ИСХОДНЫЙ ФРАГМЕНТ:
На следующий день мы добрались до Гегеля – это был наш первый разговор о Гегеле, который я помню. Очевидно, Беньямин лишь бегло прочёл несколько сочинений Гегеля и в то время не был его почитателем. Ещё год спустя он писал мне: «Всё, что я до сих пор читал из Гегеля, отталкивало меня». «Духовная физиономия» Гегеля, дескать, есть «физиономия интеллектуального насильника, мистика насилия – худший сорт мистика, но всё же он – мистик» [B. I. S. 171]. Тем не менее, Беньямин защищал его, когда я в разговоре сделал несколько дерзких замечаний о спекулятивной натурфилософии, которая оскорбляла мою математическую душу настолько же, насколько впечатляла мою душу мистическую. Беньямина это не волновало, и он находил мужество Гегеля и Шеллинга достойным удивления как раз из-за риска deductio ad absurdum74, на который они шли (так, впоследствии он превозносил в разговоре со мной относящиеся к этой же сфере «Фрагменты из наследия молодого физика» И.В. Риттера75). Он схватил «Феноменологию духа», стоявшую в библиотеке Поллака, и прочёл из неё наугад несколько предложений, среди которых: «Нервная система есть непосредственный покой органического в его движении». Я засмеялся. Беньямин строго уставился на меня и сказал, что не может считать это предложение таким уж бессмысленным. Без всякой подготовки, ex tempore76 и без знания взаимосвязей, в каких находились понятия у Гегеля, он привёл пространную и энергичную интерпретацию в защиту прочтённого тезиса. Я забыл суть этой интерпретации, но жест Беньямина как защитника Гегеля произвёл на меня сильное впечатление. Припоминаю приводимое Гегелем определение поступка и высказывание Лихтенберга, согласно которому абсурдно отличать человека от его действий.

[Необработанные записи]
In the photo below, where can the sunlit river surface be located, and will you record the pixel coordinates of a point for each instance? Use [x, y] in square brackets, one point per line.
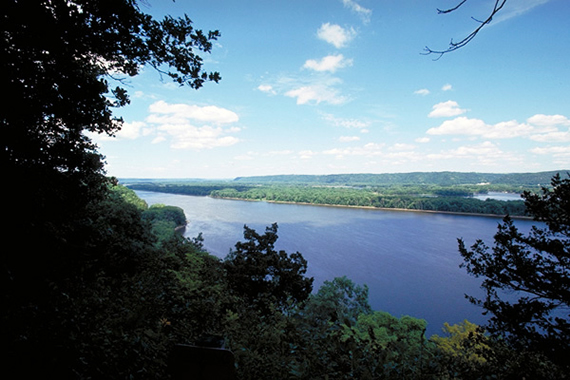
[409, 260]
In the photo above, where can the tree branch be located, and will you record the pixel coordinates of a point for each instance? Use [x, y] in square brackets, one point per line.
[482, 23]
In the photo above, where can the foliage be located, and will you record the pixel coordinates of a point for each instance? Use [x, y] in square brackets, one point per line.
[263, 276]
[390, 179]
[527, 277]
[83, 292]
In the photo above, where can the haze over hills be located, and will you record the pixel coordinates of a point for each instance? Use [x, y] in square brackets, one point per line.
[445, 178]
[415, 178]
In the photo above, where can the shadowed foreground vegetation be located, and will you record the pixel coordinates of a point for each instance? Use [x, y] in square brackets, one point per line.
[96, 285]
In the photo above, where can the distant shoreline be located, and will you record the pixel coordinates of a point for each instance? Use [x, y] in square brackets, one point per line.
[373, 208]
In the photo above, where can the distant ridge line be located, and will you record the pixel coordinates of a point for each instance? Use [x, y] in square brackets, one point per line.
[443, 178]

--

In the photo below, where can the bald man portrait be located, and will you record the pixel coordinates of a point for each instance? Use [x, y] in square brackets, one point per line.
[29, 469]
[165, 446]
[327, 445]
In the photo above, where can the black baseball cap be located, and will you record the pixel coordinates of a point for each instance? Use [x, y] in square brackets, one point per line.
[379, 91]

УСЛОВИЕ ЗАДАНИЯ: Какую книгу, стоявшую в библиотеке Поллака, Беньямин взял, чтобы прочесть из неё наугад, согласно отрывку о Беньямине и Гегеле?

РЕШЕНИЕ ЗАДАНИЯ: «Феноменологию духа».